▸ **任务要求**:
- a) 根据所给文本，协同优化相比非协同优化使智能网联车的运行效率平均提高了多少？
- b) 请摘出条目中所有含有字符串“grey”的行，区分大小写。

智能网联车借用公交专用道的轨迹与信号协同优化

doi:10.13229/j.cnki.jdxbgxb.20230385

摘要/Abstract

摘要：

为改善智能网联车与人工驾驶汽车的混行交通流运行状态，本文提出了一种智能网联车借用公交专用道通行的轨迹与信号的协同优化方法。先在信号和轨迹双层优化模型中，为轨迹变量与信号变量建立线性数学关系，并对整体模型进行时空上的分段求解。然后应用于实际数值案例，对模型进行可行性分析，对比协同优化与非协同优化的数值结果，证明了协同优化相比于非协同优化对于智能网联车的运行效率平均有7.7%的提升。

关键词: 交通信息工程及控制, 智能网联车, 公交专用道, 轨迹优化, 协同优化

Abstract:

In order to improve the mixed traffic of connected automated vehicles and human-driving vehicles， this paper proposed a collaborative optimization method for signals and trajectories of connected automated vehicles on dedicated bus lanes. In the double-layer optimization model of signal and trajectory， this paper builds linear mathematical relations between trajectory variables and traffic signal variables， and compute the solutions in sections of time and space. Consequently， this model is used in real number case to verify the validity and operate comparative experiments between collaborative and non-collaborative optimization. It proves that efficiency of connected automated vehicles in collaborative optimization is 7.7% higher.

▸ **数据条目**:
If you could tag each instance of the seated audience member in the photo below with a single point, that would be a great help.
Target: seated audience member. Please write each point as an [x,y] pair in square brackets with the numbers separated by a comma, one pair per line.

* * *

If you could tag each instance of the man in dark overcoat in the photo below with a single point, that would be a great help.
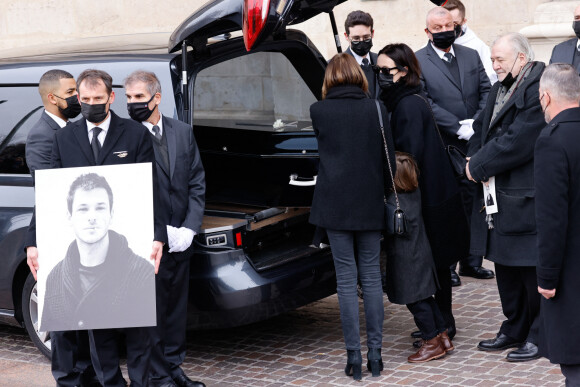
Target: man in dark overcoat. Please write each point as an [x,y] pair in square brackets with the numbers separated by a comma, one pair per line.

...

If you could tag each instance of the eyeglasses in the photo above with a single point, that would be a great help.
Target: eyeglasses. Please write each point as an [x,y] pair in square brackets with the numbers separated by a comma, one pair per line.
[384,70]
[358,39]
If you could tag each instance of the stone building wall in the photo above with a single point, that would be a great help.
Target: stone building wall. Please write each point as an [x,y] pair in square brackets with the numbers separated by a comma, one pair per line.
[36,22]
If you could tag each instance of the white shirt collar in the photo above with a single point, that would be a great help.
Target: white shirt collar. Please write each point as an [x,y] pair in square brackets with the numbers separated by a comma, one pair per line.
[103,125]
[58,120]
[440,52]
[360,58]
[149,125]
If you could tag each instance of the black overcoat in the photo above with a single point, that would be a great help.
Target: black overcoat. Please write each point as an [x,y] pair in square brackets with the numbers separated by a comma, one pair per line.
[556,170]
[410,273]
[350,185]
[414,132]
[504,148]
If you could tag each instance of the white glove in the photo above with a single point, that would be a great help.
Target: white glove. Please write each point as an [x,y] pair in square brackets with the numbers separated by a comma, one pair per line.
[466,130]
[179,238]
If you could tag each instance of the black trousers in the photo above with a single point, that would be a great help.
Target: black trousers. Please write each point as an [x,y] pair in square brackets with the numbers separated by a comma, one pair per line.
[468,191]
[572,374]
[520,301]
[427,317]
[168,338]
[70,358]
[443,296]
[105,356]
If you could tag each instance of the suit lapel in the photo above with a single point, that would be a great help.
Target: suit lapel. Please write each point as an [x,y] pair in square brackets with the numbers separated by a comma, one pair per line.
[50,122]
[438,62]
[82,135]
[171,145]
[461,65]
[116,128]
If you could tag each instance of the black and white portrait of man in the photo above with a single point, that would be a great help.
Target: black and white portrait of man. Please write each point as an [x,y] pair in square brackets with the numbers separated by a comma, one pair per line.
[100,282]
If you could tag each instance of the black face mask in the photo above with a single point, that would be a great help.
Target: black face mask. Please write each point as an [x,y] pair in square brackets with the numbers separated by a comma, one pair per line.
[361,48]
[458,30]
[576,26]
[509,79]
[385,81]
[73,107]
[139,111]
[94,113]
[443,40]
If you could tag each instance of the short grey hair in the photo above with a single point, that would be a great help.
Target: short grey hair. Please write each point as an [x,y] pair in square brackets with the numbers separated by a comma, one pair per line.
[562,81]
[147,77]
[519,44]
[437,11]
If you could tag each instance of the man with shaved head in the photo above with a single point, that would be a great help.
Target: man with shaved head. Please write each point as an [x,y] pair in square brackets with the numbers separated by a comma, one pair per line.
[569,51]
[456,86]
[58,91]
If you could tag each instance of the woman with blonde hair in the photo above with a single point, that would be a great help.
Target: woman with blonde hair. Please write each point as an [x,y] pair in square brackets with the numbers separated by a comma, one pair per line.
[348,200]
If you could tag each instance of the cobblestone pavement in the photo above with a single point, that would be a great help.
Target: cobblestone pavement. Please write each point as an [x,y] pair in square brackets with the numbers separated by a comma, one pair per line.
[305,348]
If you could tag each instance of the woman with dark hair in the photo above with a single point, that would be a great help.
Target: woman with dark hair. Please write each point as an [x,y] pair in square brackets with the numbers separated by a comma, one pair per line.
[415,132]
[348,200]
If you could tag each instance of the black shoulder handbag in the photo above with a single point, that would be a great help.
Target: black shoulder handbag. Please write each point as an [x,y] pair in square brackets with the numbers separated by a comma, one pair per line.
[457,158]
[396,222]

▸ **任务答案**:
- a) 平均提高了7.7%。

- b)
If you could tag each instance of the short grey hair in the photo above with a single point, that would be a great help.
Target: short grey hair. Please write each point as an [x,y] pair in square brackets with the numbers separated by a comma, one pair per line.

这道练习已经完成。